All entries below must be reproduced without a single change.

*** Block opens ***

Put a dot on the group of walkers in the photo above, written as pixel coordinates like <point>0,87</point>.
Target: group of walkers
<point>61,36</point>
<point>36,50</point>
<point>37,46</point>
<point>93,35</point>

*** Block closes ***

* Exercise response
Put a dot on the group of walkers in the photo above, written as pixel coordinates like <point>0,87</point>.
Target: group of walkers
<point>61,36</point>
<point>36,50</point>
<point>37,46</point>
<point>93,35</point>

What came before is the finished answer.